First...for those that haven't heard a well designed DIY Synergy Horn, or the real deal. Find some. Now. They really are that special. I have a degree in Electrical Engineering and have designed audio equipment professionally on/off for over 20 years. They image better than any other speaker, and there is a precision and clarity that some of the crazy high end magnesium/beryllium/unobtanium based speakers can't match. 

So, without further ado here are the basics for each speaker:

4 Dayton Classic 8" woofers, 295-310
4 Dayton Designer Series 3" woofers, 295-422
1 PRV Audio D290Py-B, 294-2833

22.5" Cube
60x60 Coverage Area
45Hz to 18kHz +/-3dB (ish)...more on that later.

I'll be posting the photo's I took during the build and my drawings...but it's going to take some time to put together all the info...so patience is appreciated. Questions are welcome at any time.

Scott


----------



## SpeakerScott

Next up are some frequency response plots. I designed the speaker using SoundEasy V18, a Dayton Microphone and a custom jig I designed. SoundEasy is one of the best values...but also one of the quirkiest pieces of software I've ever used.

> **Material supplied**
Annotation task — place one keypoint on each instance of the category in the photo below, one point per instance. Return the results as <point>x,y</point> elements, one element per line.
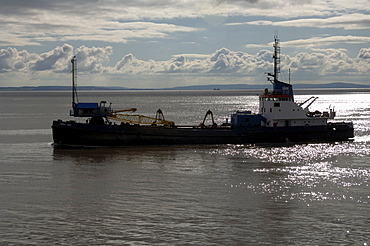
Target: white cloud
<point>346,21</point>
<point>325,41</point>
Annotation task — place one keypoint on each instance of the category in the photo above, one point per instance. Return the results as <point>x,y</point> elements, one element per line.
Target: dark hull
<point>80,134</point>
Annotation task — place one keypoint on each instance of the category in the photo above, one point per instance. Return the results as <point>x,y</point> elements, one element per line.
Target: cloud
<point>13,60</point>
<point>364,54</point>
<point>56,60</point>
<point>223,62</point>
<point>33,22</point>
<point>325,41</point>
<point>345,21</point>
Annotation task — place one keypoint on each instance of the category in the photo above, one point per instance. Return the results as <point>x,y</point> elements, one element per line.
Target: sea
<point>251,194</point>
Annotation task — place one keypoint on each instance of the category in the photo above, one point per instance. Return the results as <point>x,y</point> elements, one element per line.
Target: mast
<point>74,76</point>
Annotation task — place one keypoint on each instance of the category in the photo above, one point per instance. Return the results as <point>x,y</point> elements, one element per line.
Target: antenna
<point>276,57</point>
<point>74,81</point>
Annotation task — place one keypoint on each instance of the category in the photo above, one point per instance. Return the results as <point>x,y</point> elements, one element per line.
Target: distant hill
<point>192,87</point>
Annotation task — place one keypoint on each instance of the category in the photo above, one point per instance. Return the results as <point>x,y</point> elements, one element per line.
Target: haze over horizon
<point>146,44</point>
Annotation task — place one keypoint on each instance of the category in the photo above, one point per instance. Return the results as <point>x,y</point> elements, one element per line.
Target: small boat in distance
<point>279,120</point>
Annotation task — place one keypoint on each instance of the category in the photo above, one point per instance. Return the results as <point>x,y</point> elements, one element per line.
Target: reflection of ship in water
<point>280,119</point>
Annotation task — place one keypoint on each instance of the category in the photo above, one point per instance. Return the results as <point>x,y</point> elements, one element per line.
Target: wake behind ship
<point>280,119</point>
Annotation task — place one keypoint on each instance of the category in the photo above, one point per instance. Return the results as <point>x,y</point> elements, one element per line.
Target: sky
<point>168,43</point>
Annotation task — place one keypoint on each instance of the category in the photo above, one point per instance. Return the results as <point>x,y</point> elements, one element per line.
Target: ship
<point>280,120</point>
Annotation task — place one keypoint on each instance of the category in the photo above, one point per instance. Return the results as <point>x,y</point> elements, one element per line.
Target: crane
<point>140,119</point>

> **The problem**
Do these statements agree with the speaker build post above? Answer yes or no for each and quote the deciding words.
(a) Each speaker includes one PRV Audio D290Py-B.
(b) The writer has designed audio equipment professionally for fewer than ten years.
(c) The speaker was designed with SoundEasy V18 and a Dayton microphone.

> **Finished task**
(a) Yes: "1 PRV Audio D290Py-B, 294-2833"
(b) No: "have designed audio equipment professionally on/off for over 20 years"
(c) Yes: "I designed the speaker using SoundEasy V18, a Dayton Microphone and a custom jig I designed."